Brief -
Recast the items below, from the line containing "For every instance of the raised" through the end, as a JSON list of strings with one string per line and no blank lines. Leave the pictures out of the answer.

•••

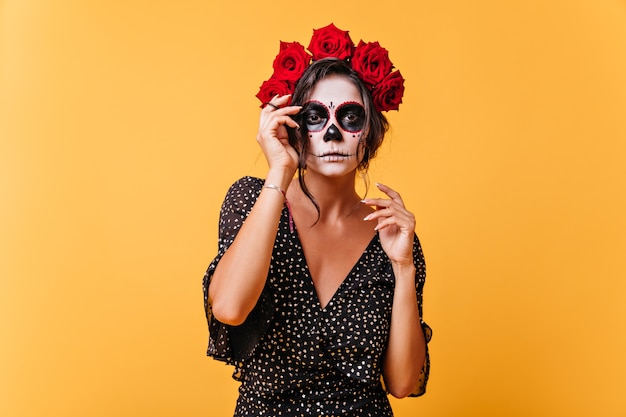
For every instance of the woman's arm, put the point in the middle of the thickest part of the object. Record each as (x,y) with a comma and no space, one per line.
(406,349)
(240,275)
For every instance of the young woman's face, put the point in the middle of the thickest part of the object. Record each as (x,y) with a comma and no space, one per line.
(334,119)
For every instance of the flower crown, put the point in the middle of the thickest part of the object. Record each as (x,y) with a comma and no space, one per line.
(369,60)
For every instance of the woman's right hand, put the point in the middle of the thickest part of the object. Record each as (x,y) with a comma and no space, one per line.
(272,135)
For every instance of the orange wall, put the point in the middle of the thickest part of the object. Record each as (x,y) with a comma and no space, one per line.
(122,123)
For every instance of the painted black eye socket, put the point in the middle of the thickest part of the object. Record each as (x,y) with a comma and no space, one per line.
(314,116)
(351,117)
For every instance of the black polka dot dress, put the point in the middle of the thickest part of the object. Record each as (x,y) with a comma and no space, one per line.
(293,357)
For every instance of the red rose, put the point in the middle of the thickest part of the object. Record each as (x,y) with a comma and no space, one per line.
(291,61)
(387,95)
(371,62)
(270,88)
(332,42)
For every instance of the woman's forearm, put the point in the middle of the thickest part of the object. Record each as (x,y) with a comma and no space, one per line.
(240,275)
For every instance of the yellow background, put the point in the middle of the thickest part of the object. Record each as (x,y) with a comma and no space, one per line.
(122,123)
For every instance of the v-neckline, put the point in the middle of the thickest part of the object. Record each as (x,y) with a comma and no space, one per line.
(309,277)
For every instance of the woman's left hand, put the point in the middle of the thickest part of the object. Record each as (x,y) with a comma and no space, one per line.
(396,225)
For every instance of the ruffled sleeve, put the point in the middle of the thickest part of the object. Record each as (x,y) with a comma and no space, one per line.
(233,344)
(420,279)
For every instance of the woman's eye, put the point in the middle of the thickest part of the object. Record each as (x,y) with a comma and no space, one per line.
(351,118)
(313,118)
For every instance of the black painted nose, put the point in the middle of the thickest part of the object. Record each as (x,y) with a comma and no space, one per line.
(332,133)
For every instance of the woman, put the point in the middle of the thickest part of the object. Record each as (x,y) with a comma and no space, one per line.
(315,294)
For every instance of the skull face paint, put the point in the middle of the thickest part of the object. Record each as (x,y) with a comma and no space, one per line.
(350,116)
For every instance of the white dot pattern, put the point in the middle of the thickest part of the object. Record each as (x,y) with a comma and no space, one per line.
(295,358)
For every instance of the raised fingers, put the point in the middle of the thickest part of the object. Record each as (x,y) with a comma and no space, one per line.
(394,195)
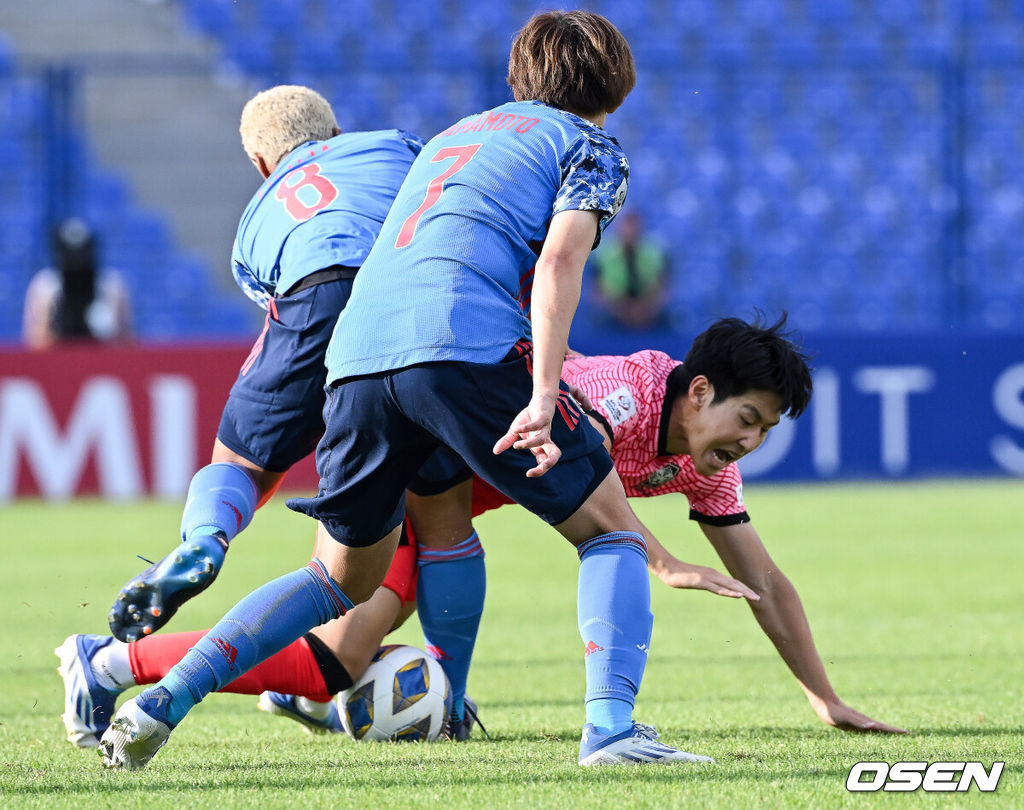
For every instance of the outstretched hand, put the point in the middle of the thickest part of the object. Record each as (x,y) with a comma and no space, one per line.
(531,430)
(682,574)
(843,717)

•••

Response to this exercise -
[
  "For every instance of the raised fingers, put the point in the middle of the thickest part of the object. Record each as (x,y) with a comma and no space, one per line.",
  "(394,195)",
  "For every instance of the outstretched hand, put the point in the middle of the thickest part of the object. Record each as (x,y) with a comma and no space, one per line.",
  "(531,430)",
  "(682,574)",
  "(843,717)"
]